[Pointing and labeling entries]
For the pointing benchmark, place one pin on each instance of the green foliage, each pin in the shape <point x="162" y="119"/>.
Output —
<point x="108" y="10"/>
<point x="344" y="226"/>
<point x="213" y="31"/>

What needs to be done → Arrange the whole listing above as a JSON list of strings, with each line as its own string and any blank lines left out.

Solution for this exercise →
[
  "For the pointing benchmark, place one pin on each instance of the green foliage, each pin in the shape <point x=\"162\" y=\"119\"/>.",
  "Output —",
  "<point x=\"108\" y=\"10\"/>",
  "<point x=\"344\" y=\"226\"/>",
  "<point x=\"213\" y=\"31\"/>"
]